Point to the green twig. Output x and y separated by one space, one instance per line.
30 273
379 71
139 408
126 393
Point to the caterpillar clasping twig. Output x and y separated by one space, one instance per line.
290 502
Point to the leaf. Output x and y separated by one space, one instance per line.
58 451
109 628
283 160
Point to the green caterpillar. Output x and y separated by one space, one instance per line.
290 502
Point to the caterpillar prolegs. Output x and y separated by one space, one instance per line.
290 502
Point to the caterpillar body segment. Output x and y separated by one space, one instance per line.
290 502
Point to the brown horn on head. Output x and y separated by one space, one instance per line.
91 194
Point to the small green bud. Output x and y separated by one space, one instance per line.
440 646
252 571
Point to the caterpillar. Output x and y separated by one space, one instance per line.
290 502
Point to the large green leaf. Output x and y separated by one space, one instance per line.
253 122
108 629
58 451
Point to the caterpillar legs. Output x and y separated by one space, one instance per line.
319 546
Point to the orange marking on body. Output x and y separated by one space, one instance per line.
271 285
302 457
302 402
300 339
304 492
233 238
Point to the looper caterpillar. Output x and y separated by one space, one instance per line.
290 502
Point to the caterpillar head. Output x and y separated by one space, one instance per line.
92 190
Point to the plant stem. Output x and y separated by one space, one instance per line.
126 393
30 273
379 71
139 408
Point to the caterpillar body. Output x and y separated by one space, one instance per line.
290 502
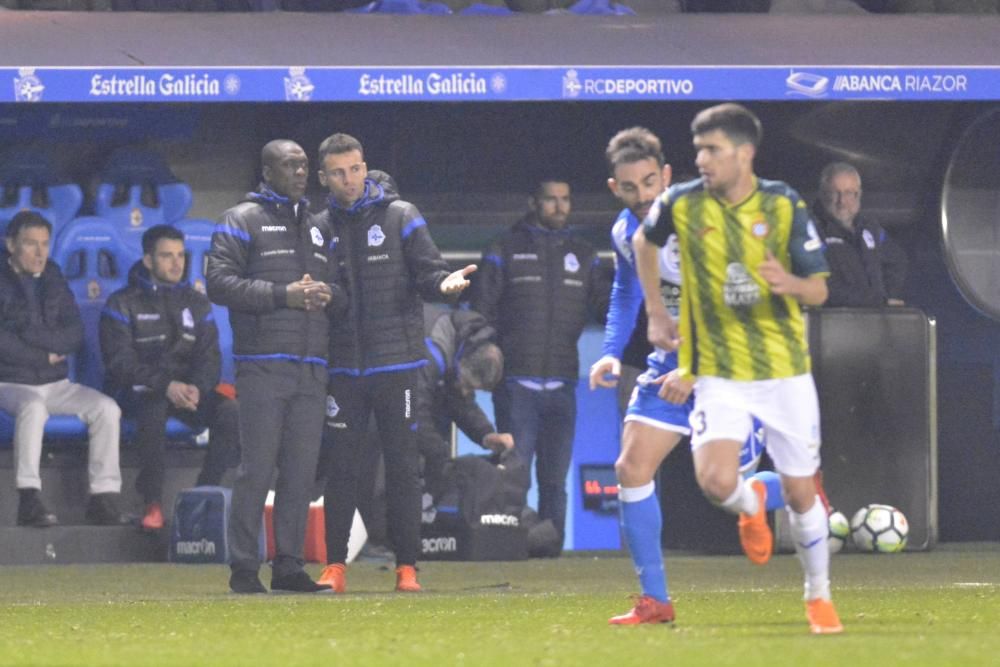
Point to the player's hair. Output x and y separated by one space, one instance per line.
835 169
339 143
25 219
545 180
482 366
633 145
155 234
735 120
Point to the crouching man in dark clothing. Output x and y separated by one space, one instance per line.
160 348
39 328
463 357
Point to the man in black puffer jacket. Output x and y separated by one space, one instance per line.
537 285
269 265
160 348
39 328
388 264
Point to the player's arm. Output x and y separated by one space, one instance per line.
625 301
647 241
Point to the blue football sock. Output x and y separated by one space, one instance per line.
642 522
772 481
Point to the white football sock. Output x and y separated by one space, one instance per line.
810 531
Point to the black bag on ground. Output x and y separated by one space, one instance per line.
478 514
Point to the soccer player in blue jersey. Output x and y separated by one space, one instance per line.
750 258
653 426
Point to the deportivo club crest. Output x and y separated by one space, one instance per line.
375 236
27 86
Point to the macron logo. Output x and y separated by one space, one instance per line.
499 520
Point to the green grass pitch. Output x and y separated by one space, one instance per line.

****

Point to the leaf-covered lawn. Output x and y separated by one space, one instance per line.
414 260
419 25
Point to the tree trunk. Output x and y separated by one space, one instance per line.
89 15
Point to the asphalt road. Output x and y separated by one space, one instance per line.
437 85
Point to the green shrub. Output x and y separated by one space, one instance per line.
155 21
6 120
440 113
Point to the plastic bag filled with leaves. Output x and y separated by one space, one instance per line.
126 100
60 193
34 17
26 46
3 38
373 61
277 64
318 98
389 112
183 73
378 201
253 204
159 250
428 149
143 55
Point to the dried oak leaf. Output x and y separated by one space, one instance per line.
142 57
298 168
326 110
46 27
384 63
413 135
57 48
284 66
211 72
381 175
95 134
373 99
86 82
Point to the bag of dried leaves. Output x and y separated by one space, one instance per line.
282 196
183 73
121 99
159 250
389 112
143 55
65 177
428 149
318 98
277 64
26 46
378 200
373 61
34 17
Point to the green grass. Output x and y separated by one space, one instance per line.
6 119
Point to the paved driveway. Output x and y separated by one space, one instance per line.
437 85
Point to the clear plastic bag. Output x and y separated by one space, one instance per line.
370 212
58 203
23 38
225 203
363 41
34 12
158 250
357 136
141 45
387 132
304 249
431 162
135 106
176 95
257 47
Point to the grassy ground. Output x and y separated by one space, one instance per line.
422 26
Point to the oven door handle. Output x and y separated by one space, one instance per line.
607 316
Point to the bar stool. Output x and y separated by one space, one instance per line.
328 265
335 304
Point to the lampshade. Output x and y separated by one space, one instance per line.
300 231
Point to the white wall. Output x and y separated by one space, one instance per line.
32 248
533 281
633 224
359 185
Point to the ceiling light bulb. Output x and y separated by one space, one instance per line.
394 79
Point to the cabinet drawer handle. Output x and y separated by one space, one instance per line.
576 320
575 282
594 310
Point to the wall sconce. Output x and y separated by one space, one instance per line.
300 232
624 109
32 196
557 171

****

WHAT IS BEING ASKED
Reproduce the rows above, requests included, beginning at the row that contains "Point to the caterpillar head." and stopping after the row that contains "Point to the green grass pitch.". Shift every coordinate in the answers by -38, and leave the pictures out.

SOLUTION TO THE EXERCISE
Point to the caterpillar head. Output x and y separated by one space, one instance per line.
54 152
Point to the plant stem. Output x and y separated by one space, one instance per line.
88 355
-8 235
341 33
101 370
Point to the caterpillar body. Output x and y separated by one space, one instance per line.
252 464
Point to the player's hair. Output x and y separated by one space, one instance per line.
797 131
301 105
-13 181
507 142
444 328
595 107
117 196
697 82
Point to the crouching man in dark clothing. Output x and y separated by one space, one instance per line.
122 310
1 290
425 319
Point to the man in black puffer jacket. Output x and y separated by one space, one instance per line.
499 247
231 227
122 310
1 290
350 226
Point to the player's arm. Output x and y separated by one space, one instance per line.
587 263
609 203
Point to the blue football sock. Output x and y separated by one space, one instance per line.
604 484
734 443
Point to the white football sock. Output x and y separated by one space, one instance per line.
772 493
Point to the black bag on ground. Output x and y separated by one space, one instance per line.
440 476
Point to the soccer player in blue jersey. Output x and y separated by one space, one instance per line.
712 220
615 388
Point to the deportivo club crest. Output x and y separated by one space, one instance per line.
337 198
-11 48
Point to the macron logo. Output x and y separated by one space, one instance per line.
461 482
Point to the green grass pitch. Output x and y separated by one space, one instance per line.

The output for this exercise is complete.